>> Begin

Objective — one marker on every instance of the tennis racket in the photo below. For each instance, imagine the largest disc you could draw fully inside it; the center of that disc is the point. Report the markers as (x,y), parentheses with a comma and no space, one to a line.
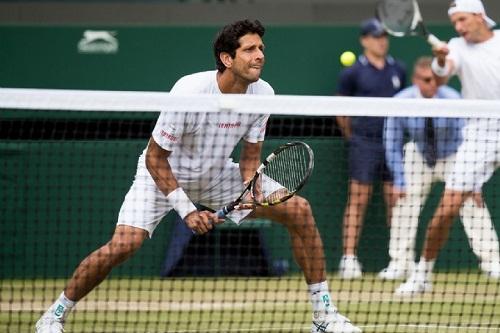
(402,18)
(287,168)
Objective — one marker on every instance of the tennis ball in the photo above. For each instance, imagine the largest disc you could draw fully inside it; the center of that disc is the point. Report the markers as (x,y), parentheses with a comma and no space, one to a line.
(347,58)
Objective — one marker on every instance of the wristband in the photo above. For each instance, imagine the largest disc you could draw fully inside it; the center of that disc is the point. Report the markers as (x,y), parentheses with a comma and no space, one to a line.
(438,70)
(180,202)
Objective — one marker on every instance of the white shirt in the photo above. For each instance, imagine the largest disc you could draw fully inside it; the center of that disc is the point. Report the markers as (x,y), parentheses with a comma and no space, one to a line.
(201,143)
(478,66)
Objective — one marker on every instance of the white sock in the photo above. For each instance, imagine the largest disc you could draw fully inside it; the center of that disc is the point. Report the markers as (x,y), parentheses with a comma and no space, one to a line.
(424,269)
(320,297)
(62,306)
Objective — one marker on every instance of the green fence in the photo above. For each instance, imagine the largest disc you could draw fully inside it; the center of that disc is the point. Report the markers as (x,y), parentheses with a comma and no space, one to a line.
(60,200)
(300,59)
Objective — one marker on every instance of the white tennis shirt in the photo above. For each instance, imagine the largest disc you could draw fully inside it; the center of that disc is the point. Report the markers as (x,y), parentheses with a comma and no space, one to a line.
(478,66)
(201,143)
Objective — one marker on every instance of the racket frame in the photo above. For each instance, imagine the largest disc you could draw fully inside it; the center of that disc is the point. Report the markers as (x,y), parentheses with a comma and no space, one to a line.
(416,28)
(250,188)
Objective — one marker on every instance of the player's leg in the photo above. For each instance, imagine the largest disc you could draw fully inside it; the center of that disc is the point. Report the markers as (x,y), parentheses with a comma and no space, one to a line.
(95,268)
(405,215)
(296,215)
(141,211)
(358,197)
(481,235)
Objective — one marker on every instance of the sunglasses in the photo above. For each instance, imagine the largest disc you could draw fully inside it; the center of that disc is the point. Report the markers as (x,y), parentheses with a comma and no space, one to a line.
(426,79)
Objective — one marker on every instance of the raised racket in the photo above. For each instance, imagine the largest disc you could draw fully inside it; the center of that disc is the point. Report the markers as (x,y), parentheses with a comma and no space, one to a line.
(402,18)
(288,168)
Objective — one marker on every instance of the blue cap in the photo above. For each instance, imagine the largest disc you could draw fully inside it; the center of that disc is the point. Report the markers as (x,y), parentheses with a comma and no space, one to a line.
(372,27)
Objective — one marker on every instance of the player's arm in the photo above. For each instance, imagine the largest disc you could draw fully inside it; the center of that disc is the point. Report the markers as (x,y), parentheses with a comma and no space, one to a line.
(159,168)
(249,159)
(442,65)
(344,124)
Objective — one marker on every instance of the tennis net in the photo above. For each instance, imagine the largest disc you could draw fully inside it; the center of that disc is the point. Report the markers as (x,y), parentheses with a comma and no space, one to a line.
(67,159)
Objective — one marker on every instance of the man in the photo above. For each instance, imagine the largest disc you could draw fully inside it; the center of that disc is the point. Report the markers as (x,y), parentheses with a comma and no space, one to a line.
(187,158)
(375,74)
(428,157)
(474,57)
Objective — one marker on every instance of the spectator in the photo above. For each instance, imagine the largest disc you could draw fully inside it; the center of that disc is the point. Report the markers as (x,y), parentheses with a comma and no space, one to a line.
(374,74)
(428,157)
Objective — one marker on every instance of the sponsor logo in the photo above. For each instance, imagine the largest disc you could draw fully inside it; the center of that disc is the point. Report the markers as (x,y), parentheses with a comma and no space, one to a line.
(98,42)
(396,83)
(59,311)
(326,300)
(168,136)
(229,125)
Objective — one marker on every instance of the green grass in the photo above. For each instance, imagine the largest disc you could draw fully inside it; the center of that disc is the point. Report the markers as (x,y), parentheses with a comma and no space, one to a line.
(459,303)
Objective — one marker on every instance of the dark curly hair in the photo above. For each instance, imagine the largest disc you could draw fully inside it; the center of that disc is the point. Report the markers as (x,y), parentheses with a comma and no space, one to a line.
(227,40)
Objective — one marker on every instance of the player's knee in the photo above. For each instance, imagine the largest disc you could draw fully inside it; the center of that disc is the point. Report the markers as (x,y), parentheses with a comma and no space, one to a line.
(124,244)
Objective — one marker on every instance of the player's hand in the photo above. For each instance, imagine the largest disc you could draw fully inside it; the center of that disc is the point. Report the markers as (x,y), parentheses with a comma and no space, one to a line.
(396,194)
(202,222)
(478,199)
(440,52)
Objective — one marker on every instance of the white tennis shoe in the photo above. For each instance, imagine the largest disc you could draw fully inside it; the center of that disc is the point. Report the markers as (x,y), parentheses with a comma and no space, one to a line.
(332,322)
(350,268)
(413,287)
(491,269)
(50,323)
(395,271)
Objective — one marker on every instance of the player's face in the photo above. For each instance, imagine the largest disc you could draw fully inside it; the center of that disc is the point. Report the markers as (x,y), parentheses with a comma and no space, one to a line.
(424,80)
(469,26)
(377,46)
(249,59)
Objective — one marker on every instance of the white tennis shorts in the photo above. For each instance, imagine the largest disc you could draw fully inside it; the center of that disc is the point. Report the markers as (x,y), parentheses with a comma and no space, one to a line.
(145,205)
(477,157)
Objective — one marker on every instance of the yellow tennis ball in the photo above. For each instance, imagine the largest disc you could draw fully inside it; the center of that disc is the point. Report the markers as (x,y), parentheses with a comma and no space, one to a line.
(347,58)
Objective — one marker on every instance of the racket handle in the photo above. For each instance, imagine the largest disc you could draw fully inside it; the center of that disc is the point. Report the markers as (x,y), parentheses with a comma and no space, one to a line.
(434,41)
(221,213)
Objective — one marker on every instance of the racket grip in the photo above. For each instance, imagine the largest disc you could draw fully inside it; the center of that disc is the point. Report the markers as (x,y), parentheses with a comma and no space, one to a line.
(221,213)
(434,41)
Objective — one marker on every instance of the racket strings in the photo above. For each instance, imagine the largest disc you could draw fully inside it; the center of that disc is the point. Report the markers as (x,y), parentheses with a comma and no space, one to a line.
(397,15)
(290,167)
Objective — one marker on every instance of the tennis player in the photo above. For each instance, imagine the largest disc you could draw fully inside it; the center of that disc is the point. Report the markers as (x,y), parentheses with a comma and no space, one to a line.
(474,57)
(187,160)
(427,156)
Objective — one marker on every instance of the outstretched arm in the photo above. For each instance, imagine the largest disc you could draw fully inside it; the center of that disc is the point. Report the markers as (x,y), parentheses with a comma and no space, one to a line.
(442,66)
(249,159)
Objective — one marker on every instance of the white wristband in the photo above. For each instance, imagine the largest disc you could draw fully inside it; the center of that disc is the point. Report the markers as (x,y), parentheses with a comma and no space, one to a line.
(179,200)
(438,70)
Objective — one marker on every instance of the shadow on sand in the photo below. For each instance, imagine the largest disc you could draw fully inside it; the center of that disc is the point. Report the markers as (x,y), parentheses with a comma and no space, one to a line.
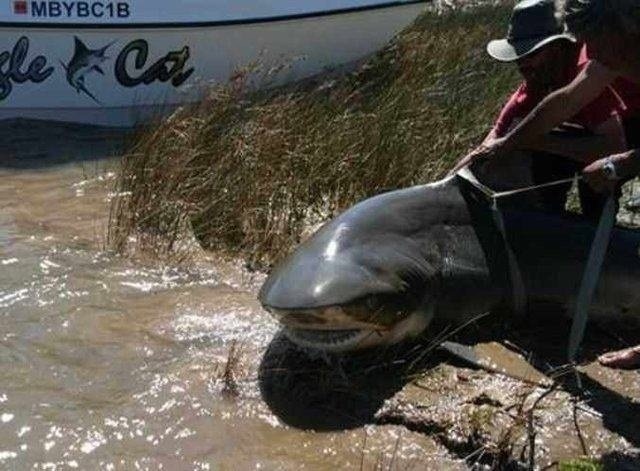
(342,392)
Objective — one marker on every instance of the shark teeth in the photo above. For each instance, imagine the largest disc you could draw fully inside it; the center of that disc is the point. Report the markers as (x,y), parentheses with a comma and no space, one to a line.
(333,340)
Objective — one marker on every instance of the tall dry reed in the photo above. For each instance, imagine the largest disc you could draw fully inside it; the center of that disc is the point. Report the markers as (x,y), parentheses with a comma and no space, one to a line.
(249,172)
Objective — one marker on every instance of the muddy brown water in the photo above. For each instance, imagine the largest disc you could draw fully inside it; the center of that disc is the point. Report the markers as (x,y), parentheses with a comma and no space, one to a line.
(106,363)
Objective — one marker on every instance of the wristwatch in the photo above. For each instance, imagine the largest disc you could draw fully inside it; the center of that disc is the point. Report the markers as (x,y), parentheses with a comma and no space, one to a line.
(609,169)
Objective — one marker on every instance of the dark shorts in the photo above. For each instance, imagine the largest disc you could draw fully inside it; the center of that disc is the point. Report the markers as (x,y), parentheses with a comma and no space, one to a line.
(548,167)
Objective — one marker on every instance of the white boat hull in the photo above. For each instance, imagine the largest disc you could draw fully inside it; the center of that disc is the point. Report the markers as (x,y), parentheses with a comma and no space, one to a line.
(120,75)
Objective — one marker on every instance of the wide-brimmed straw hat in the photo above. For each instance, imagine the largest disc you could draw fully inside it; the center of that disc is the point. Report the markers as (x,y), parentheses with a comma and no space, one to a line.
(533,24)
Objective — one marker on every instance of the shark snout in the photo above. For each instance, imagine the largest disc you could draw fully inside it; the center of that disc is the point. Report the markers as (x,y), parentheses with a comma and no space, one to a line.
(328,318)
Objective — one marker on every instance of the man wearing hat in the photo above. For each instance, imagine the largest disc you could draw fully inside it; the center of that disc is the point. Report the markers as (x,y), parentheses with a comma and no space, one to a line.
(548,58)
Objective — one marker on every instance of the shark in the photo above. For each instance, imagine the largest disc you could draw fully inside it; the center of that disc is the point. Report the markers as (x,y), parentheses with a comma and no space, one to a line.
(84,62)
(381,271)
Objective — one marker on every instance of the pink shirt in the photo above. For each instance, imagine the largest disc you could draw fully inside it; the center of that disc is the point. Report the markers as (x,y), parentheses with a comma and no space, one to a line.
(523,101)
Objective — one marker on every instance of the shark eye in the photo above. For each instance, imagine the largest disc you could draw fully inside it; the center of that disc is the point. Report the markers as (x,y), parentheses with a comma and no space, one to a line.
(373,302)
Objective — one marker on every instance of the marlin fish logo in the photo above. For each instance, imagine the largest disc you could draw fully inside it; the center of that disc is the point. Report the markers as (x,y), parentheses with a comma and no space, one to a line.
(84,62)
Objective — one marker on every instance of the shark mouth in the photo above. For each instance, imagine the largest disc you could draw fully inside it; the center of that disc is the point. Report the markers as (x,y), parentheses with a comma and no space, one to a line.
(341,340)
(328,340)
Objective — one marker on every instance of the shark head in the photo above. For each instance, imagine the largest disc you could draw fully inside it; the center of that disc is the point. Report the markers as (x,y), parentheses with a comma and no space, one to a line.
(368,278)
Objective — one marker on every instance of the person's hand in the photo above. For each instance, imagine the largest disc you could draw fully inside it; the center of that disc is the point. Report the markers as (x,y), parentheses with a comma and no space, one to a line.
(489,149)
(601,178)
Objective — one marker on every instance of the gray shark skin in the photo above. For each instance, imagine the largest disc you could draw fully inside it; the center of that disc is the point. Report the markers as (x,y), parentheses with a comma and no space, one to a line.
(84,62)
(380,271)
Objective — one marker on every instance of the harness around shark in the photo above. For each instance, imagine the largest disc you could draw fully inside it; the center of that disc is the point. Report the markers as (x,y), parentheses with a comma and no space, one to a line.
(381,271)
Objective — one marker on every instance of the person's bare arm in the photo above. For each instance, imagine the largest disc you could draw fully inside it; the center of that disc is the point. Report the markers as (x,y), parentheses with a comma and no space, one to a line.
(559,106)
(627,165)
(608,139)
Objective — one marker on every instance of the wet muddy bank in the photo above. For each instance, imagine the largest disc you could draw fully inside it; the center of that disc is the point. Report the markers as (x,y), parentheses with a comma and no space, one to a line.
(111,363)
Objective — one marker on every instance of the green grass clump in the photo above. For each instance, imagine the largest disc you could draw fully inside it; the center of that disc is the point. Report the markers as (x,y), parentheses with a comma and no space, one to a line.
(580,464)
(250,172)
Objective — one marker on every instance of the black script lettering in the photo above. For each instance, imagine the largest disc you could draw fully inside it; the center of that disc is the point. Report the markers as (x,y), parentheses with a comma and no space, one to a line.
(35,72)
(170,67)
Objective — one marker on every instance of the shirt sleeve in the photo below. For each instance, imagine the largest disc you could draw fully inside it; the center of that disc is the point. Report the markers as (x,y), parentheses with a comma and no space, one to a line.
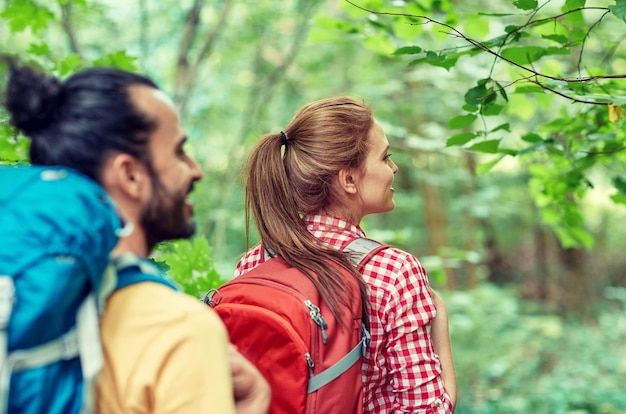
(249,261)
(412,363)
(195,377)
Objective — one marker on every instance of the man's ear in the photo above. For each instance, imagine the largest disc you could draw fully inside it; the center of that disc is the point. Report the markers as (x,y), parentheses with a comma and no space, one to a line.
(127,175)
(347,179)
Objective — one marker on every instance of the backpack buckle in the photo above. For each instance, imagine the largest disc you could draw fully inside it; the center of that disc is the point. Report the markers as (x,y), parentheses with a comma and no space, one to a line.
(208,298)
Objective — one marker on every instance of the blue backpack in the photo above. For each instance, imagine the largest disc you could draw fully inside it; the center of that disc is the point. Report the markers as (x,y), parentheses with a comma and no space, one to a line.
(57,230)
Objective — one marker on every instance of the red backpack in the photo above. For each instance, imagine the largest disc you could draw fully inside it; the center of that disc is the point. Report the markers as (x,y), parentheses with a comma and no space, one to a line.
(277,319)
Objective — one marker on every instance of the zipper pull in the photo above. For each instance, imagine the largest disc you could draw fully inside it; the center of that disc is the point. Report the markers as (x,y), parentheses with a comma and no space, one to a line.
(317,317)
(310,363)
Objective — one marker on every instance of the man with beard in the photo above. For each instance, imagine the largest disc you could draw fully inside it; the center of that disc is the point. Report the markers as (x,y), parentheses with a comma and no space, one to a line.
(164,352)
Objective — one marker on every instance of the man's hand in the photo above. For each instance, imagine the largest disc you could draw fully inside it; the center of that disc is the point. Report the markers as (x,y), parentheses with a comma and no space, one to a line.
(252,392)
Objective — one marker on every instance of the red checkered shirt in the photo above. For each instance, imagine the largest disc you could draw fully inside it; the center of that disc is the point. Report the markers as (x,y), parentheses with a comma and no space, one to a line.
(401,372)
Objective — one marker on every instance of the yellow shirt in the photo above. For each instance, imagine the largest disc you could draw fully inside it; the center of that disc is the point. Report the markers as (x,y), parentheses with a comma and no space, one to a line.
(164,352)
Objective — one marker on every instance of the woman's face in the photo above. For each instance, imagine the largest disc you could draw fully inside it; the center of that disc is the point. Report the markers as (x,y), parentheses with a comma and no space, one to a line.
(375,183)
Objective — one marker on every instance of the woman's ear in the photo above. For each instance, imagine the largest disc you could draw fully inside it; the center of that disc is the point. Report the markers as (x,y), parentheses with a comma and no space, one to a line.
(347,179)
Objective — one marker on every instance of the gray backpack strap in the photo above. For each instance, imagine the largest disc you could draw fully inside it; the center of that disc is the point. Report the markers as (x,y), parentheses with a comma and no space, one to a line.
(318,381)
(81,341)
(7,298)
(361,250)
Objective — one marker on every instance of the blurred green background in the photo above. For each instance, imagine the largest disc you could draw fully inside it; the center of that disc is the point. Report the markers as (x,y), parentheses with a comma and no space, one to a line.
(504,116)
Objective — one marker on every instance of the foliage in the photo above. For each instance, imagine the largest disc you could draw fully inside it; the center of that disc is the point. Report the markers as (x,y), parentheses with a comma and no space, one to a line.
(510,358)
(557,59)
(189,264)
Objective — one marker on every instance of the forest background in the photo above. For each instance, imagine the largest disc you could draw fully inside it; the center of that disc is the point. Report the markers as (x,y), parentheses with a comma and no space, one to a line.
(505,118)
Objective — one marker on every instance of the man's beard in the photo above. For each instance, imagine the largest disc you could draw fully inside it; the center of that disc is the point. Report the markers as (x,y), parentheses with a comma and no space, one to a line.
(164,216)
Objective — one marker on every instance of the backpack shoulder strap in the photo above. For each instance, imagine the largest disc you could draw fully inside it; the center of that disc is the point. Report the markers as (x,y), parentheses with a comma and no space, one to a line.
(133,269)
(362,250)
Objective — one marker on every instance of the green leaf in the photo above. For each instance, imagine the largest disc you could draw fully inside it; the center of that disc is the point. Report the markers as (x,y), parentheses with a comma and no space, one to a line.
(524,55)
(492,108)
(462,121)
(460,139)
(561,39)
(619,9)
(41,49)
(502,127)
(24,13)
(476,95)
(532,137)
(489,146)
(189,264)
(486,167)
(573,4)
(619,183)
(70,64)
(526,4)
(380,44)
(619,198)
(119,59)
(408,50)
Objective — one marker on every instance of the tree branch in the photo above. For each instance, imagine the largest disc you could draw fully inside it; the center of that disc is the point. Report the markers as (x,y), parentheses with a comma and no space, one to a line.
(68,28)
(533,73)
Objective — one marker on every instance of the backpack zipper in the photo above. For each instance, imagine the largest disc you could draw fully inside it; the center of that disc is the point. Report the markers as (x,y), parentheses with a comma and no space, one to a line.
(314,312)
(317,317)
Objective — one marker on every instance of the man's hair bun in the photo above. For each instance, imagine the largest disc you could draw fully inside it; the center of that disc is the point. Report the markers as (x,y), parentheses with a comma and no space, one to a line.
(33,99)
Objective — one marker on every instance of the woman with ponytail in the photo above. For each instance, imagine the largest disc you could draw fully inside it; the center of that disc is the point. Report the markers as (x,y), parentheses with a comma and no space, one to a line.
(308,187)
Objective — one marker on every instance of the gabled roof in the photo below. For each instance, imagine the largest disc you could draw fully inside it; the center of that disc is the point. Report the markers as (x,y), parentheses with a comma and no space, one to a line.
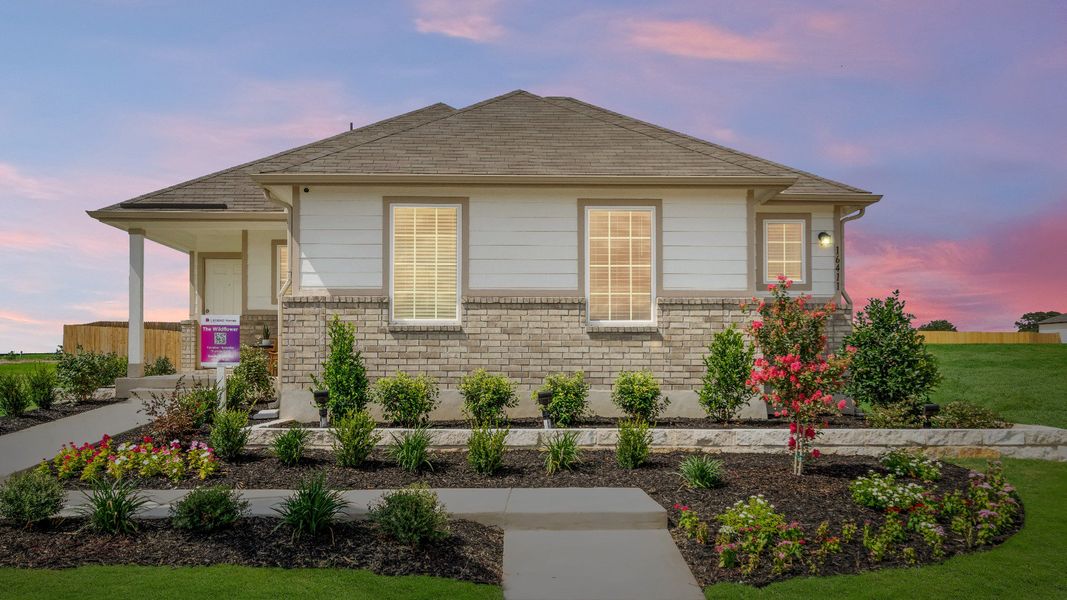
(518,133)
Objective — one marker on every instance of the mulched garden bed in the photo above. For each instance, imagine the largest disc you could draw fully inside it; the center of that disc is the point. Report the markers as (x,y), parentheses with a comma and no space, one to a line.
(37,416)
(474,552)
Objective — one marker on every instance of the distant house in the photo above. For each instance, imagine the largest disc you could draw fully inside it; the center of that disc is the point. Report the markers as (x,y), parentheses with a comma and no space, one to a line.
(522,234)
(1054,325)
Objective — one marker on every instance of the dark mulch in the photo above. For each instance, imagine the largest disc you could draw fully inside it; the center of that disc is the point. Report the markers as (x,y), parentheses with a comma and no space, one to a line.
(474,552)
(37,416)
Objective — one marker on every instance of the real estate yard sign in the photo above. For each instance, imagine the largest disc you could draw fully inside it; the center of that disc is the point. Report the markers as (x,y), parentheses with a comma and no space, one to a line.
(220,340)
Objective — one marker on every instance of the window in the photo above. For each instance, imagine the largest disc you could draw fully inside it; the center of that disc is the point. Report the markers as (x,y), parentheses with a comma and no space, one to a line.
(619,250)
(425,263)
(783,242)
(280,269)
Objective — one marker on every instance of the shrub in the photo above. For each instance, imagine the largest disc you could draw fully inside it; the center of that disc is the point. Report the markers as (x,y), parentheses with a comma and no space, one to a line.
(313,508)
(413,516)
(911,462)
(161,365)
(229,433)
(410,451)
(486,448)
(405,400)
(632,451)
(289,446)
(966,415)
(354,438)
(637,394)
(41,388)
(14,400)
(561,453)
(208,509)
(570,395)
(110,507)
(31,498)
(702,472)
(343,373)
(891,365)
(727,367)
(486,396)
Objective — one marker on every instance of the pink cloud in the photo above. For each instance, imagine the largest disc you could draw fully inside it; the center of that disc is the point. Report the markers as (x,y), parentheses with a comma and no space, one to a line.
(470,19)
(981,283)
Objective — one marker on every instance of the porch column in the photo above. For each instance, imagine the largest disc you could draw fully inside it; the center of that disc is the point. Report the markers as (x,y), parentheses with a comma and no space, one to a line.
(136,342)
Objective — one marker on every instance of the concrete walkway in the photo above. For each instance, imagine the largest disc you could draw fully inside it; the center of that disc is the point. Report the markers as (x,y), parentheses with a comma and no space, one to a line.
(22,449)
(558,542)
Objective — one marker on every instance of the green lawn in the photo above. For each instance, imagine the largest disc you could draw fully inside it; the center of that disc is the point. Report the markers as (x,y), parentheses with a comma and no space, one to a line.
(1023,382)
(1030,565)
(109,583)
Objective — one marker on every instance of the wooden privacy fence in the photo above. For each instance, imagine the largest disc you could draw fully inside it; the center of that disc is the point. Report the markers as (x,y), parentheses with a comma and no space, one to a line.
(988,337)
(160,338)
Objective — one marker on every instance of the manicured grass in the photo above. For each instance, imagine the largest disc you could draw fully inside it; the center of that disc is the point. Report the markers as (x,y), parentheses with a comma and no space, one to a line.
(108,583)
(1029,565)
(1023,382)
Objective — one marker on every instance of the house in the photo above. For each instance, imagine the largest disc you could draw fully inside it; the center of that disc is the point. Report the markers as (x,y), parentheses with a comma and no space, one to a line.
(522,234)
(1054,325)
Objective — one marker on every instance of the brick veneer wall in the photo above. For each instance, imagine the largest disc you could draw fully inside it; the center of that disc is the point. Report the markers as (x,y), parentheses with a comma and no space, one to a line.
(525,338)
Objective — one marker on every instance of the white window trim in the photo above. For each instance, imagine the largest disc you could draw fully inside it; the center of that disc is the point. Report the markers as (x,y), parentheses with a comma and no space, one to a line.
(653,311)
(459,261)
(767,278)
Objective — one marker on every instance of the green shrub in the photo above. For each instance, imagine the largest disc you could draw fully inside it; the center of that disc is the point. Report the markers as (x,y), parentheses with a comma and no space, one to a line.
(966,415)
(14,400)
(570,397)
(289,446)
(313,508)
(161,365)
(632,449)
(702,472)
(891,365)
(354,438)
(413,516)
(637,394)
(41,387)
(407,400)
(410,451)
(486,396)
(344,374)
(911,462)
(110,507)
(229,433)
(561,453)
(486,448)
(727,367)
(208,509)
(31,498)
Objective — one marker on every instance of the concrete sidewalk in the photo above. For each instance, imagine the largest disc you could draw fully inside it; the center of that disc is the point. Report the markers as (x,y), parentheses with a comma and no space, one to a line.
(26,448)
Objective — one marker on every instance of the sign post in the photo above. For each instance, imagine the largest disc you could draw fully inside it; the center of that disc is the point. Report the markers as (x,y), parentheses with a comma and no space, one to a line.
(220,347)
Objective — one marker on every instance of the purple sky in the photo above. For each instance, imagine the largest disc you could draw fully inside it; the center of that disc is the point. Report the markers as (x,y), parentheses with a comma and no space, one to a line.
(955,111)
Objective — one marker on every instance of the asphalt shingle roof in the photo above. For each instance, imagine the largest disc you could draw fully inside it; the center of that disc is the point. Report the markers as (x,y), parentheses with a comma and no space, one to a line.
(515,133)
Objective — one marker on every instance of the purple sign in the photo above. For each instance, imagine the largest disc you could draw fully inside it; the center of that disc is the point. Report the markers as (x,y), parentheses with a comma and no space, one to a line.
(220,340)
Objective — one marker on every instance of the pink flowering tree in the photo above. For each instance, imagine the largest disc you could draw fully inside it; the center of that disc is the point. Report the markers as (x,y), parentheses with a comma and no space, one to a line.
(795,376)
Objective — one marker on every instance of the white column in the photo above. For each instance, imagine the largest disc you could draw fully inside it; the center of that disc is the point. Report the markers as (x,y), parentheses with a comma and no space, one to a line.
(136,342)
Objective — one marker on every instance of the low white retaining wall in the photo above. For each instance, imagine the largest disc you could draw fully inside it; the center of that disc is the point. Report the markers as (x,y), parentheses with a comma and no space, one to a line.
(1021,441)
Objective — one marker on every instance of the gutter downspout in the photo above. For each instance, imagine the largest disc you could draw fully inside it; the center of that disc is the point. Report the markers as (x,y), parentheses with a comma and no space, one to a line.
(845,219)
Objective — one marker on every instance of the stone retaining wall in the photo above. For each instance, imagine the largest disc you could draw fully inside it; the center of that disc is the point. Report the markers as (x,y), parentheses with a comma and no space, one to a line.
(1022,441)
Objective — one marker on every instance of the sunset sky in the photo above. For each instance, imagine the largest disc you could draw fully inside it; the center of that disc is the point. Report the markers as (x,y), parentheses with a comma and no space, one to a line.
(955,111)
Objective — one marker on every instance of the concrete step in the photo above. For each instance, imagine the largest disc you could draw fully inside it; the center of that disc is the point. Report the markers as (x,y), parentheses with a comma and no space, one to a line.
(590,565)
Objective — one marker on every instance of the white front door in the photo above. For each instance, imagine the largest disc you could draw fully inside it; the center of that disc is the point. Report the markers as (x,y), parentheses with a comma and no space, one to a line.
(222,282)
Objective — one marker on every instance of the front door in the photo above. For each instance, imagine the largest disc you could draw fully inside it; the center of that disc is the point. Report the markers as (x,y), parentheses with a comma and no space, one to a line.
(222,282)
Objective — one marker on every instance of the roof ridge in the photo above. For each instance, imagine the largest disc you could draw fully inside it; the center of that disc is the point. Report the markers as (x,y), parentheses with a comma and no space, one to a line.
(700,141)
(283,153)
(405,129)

>> End

TASK DIRECTIONS -
Copy out every line from the one containing "Objective — one marker on every instance of the white front" to the end of the material, both ends included.

RESPONSE FOR THIS EXERCISE -
Objective — one marker on every instance of the white front door in the photo above. For each instance, imagine the largest disc you could draw fully inside it; the center of that disc is the point. Report the markers as (x,y), parentheses with a comma and no space, one to a line.
(222,282)
Objective — one marker on every instance of the front door in the photo above. For each instance, imagine the largest disc you could draw fully inside it; the center of that disc is the point. Report the markers as (x,y), parentheses with a comma and no space, one to a line.
(222,282)
Objective — one marker on every instance of the roof ridge in the photo above. For each instance, imagine the largest disc you could draw fully inside it; the center of that disc is the point. Report the markers as (x,y), parentheses with a comma and no space, one to a line.
(700,141)
(283,153)
(405,129)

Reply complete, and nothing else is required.